Çıkarılan kayıtlar:
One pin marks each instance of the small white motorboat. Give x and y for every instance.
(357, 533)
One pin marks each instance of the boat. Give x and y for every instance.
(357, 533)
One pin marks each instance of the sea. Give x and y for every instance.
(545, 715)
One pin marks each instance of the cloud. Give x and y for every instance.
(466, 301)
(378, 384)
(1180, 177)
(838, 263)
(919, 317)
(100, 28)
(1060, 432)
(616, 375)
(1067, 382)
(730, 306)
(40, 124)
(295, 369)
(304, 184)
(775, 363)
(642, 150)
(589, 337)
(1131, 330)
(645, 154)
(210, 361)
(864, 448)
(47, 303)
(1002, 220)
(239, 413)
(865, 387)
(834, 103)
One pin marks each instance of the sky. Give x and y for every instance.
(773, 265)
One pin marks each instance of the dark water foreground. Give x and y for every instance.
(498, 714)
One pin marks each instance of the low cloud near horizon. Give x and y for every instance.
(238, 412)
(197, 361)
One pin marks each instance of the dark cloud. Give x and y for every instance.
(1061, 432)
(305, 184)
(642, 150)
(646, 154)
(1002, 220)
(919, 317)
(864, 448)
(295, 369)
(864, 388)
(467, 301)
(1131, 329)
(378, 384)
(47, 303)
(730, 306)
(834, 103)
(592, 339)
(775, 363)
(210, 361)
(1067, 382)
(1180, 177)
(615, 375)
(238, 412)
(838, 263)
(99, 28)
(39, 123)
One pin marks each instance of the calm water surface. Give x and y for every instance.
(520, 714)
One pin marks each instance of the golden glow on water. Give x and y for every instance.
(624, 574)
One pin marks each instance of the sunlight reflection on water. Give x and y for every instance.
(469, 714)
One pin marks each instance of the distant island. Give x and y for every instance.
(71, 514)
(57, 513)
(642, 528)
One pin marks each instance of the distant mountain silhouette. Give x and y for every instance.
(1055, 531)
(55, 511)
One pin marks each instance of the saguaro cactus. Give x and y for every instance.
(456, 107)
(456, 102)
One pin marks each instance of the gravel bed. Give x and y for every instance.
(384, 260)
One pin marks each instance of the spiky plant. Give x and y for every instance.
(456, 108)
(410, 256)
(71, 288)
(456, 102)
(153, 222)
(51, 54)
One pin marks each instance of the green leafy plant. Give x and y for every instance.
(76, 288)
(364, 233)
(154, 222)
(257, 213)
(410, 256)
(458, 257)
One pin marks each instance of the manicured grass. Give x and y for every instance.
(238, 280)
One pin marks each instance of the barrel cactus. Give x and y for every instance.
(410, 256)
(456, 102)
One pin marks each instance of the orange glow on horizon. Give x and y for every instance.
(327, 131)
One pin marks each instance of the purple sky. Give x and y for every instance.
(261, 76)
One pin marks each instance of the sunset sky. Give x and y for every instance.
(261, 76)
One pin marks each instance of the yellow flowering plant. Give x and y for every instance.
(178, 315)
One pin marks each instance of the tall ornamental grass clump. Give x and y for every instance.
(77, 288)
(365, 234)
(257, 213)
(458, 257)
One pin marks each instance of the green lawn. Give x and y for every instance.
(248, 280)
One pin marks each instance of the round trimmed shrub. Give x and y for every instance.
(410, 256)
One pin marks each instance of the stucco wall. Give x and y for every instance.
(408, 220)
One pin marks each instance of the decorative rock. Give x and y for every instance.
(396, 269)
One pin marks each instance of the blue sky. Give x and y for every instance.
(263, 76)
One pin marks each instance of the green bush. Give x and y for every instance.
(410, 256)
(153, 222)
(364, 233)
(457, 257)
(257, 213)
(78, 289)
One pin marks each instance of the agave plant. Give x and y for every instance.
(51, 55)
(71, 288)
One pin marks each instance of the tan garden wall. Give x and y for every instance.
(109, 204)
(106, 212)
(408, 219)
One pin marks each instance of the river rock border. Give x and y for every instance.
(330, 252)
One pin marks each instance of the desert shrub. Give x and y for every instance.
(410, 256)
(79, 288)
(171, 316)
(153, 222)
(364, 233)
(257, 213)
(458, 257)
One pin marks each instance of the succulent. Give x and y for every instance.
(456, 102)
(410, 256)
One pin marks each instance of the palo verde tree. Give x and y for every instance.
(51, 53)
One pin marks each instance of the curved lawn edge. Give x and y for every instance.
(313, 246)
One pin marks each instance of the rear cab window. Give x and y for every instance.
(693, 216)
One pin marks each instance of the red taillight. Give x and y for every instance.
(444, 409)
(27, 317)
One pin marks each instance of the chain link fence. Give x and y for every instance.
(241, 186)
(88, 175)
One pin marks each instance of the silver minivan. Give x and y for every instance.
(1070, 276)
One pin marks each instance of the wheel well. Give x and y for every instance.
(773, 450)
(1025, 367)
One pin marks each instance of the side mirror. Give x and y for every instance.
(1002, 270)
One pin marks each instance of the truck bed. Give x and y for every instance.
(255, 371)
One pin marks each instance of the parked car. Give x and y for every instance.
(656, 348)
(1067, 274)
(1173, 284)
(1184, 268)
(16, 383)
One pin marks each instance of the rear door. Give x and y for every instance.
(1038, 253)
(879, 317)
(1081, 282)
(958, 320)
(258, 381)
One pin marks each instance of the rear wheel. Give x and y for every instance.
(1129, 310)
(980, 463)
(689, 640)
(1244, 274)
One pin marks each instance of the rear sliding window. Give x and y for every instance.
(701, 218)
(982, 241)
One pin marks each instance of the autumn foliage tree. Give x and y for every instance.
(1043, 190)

### Alıştırma Yönergesi:
Yukarıdaki kayıtlarda "One pin marks each instance of the rear sliding" ifadesini içeren satırla başlayıp kayıtların sonuna kadar uzanan bölümü, her istek için bir satır olacak şekilde iki sütunlu bir CSV'ye dönüştürün. "istek" sütununa isteğin metnini, "yanıt" sütununa yanıtını yazın; her alan tırnak içinde olsun ve satır sonları boşluğa çevrilsin.

### Sorunun Yanıtı:
istek,yanıt
"One pin marks each instance of the rear sliding window. Give x and y for every instance.","(701, 218) (982, 241)"
"One pin marks each instance of the autumn foliage tree. Give x and y for every instance.","(1043, 190)"